START Records provided

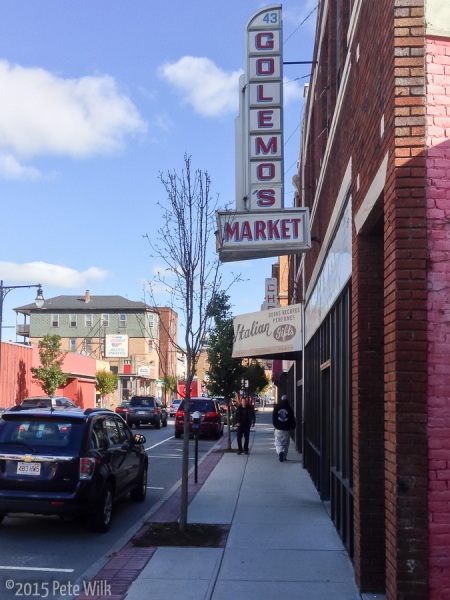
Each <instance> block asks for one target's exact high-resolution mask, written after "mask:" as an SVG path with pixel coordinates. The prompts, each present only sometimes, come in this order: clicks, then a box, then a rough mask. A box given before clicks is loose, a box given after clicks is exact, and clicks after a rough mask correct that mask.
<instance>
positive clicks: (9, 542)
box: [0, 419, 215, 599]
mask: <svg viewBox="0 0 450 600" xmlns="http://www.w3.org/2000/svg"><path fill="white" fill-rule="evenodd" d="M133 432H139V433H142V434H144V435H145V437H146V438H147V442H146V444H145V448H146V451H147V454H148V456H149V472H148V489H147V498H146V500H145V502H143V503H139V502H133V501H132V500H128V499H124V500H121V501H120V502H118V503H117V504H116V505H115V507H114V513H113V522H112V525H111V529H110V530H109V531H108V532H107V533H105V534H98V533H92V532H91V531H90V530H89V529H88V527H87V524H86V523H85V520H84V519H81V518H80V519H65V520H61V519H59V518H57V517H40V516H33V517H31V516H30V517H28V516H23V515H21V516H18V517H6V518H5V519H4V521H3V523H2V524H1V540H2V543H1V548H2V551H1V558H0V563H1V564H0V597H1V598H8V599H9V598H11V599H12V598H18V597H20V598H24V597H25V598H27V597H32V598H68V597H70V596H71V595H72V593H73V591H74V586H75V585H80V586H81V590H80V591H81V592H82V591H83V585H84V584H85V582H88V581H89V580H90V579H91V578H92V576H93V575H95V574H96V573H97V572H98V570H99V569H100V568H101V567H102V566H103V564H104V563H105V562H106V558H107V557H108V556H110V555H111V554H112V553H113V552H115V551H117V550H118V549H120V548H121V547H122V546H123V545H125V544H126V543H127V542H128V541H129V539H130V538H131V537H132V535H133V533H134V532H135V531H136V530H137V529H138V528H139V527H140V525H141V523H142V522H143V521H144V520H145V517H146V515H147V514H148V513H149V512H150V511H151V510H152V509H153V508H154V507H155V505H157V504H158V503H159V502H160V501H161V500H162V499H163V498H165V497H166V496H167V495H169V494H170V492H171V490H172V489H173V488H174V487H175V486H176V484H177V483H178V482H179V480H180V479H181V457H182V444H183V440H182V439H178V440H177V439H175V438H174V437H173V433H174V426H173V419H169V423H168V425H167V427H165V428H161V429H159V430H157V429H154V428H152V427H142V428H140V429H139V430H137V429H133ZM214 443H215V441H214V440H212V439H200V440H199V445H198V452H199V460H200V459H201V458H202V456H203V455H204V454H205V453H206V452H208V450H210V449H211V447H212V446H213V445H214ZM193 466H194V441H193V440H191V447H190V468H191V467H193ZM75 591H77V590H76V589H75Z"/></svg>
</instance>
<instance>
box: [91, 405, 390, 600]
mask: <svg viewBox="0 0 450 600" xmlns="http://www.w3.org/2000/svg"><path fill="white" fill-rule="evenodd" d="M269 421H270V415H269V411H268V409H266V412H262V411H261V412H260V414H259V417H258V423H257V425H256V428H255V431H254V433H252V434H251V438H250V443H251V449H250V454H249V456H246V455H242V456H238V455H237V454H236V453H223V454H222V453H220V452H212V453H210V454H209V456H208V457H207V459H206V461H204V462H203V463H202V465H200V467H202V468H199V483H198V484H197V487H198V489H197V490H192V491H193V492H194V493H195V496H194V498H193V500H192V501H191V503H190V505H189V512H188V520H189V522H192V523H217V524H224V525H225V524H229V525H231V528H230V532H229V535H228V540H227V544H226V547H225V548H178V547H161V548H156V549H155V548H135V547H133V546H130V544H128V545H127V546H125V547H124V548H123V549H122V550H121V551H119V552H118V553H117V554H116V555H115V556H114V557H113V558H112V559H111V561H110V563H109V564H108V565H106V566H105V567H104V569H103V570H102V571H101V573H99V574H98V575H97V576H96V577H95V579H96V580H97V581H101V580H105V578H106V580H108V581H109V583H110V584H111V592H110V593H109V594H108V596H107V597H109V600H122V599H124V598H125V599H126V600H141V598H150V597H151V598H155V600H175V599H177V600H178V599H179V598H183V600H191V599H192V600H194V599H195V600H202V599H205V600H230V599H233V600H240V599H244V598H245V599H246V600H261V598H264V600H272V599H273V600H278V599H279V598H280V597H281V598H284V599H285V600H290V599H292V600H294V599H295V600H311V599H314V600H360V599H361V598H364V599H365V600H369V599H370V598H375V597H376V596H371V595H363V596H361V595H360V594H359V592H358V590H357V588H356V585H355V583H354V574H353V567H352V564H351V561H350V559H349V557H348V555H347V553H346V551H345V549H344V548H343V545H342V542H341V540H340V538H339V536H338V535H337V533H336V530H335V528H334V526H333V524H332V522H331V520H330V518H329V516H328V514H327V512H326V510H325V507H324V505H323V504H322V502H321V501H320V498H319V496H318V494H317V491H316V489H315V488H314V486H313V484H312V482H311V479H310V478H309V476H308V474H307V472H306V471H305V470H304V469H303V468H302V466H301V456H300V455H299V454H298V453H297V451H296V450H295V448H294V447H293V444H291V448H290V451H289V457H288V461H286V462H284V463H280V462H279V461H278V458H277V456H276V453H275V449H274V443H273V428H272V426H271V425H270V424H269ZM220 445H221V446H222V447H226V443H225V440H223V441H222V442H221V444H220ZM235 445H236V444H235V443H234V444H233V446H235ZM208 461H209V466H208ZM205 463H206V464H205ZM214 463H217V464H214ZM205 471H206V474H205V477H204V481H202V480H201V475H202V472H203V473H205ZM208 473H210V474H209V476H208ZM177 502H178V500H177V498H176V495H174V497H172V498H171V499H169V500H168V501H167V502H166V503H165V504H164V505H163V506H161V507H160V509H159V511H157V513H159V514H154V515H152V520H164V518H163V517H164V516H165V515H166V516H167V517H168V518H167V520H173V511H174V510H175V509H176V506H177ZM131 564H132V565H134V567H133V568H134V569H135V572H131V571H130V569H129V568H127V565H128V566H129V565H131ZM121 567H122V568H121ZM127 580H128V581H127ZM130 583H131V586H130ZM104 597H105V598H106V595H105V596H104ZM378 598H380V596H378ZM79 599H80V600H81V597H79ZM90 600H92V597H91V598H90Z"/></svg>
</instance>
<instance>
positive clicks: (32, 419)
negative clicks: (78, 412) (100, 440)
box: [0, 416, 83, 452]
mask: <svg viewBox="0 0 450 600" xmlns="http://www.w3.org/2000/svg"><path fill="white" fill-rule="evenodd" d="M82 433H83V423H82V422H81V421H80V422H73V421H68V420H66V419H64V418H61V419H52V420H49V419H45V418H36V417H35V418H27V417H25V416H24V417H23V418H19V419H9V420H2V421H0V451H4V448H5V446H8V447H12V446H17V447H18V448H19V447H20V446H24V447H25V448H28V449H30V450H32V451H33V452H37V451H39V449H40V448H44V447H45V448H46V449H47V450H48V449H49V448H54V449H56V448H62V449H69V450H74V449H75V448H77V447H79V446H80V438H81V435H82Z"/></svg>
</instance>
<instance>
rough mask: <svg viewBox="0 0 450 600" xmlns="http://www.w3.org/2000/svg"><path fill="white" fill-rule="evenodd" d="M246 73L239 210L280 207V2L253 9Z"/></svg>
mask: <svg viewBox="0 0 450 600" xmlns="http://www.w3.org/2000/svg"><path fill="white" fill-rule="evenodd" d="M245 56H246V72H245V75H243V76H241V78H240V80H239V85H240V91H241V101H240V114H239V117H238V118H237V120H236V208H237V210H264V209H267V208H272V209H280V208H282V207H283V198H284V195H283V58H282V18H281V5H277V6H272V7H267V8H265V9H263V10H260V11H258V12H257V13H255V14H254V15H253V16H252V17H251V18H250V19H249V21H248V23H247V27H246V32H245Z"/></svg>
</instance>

END Records provided

* [To-do item]
Pick out every line in the items above that contains the word "positive", copying each line in full.

* [Output below]
positive clicks: (9, 542)
positive clicks: (32, 419)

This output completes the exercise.